• [ФРАГМЕНТ ТЕКСТА]:
((
"Кажется, столько во мне этой силы теперь, - говорит Дмитрий Карамазов, - что я все поборю, все страдания, только чтобы сказать и говорить себе поминутно: я есмь! В тысяче мук - я есмь, в пытке корчусь, но есмь! В столпе сижу, но и я существую, солнце вижу, а не вижу солнца, то знаю, что оно есть".
Это судорожное цепляние за жизнь жизненно-бессильных душ очень легко смешать со здоровою силою несокрушимого жизненного инстинкта. В такую ошибку впадет Алеша Карамазов в беседе своей с братом Иваном.
"Не веруй я в жизнь, - говорит Иван, - разуверься я в порядке вещей, убедись даже, что все, напротив, беспорядочный, проклятый и, может быть, бесовский хаос, порази меня хоть все ужасы человеческого разочарования, - а я все-таки захочу жить и уж как припал к этому кубку, то не оторвусь от него, пока его весь не осилю! Впрочем, к тридцати годам наверно брошу кубок, хоть и не допью его всего, и отойду... не знаю куда... Но до тридцати моих лет, знаю это твердо, все победит моя молодость, - всякое разочарование, всякое отвращение к жизни... Клейкие весенние листочки, голубое небо люблю я, вот что! Тут не ум, не логика, тут нутром, тут чревом любишь".
"- Нутром и чревом хочется любить, - прекрасно ты это сказал, и рад я ужасно за то, что тебе так жить хочется, - воскликнул Алеша. - Я думаю, что все должны прежде всего на свете жизнь полюбить.
))
• [ЗАДАНИЕ A]:
Изложи в двух предложениях суть фрагмента о жажде жизни у братьев Карамазовых.
• [ЗАДАНИЕ B]:
Напиши, что следует дальше во фрагменте о жажде жизни у братьев Карамазовых, начав сразу после последней приведенной фразы.

• [СОБРАННЫЕ ДАННЫЕ]:
((
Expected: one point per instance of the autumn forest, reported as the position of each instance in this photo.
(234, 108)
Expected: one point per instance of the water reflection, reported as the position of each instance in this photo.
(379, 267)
))
• [ИТОГОВЫЙ РЕЗУЛЬТАТ A]:
Дмитрий Карамазов уверяет, что поборет любые страдания, лишь бы повторять себе «я есмь», а автор замечает, что такое судорожное цепляние за жизнь жизненно-бессильных душ легко спутать со здоровой силой несокрушимого жизненного инстинкта. Эту ошибку совершает Алеша, когда Иван признается, что будет хотеть жить вопреки любому разочарованию и любит клейкие весенние листочки «нутром и чревом», а Алеша радостно отвечает, что все должны прежде всего на свете полюбить жизнь.

• [ИТОГОВЫЙ РЕЗУЛЬТАТ B]:
- Жизнь полюбить больше, чем смысл ее?
- Непременно так, полюбить прежде логики, как ты говоришь, непременно, чтобы прежде логики, и тогда только я и смысл пойму. Вот что мне давно уже мерещится".
Алеша заключает, что для Ивана половина дела его уже сделана. Но он глубоко заблуждается, дело жизни для Ивана и не начиналось, - вернее, давно уже кончилось. Свою "жажду жизни, несмотря ни на что", Иван сам готов признать "неприличною". Жить дольше тридцати лет он не хочет: "до семидесяти подло, лучше до тридцати: можно сохранить "оттенок благородства", себя надувая".
Цельный, самим собою сильный инстинкт жизни говорить так не может. Ему нет нужды "надувать себя", он верит в свои силы, не рассчитывает их на определенный срок. Прежде же и главнее всего - для него вполне несомненна святая законность своего существования. Жизненный же инстинкт, который сам стыдится себя, который сам спешит признать себя "подлым" и "неприличным", это не жизненный инстинкт, а только жалкий его обрывок. Он не способен осиять душу жизнью, - способен только ярко осветить ее умирание.
Отношение к жизни Ивана Карамазова характерно вообще для героев Достоевского. Подпольный человек пишет: "Дольше сорока лет жить неприлично, пошло, безнравственно. Только дураки и негодяи живут дольше сорока лет".
Жадно цепляясь за жизнь, человек все время чувствует в глубине души, что жить он не только не способен, а просто не достоин.
"Я живуч, как дворовая собака, - говорит Версилов. - Я дожил почти до пятидесяти лет и до сих пор не ведаю, хорошо это, что я дожил, или дурно. Конечно, я люблю жить, и это прямо выходит из дела; но любить жизнь такому, как я, - подло... И неужели земля только для таких, как мы, стоит? Всего вернее, что да; но идея эта уж слишком безотрадна..."
"Жизнь люблю, слишком уж жизнь полюбил, так слишком, что и мерзко, сознается Дмитрий Карамазов. - Червь, ненужный червь проползет по земле, и его не будет... - Смотрит он на дерево. - Вот ракита. Веревку сейчас можно свить и - не бременить уже более землю, не бесчестить низким своим присутствием".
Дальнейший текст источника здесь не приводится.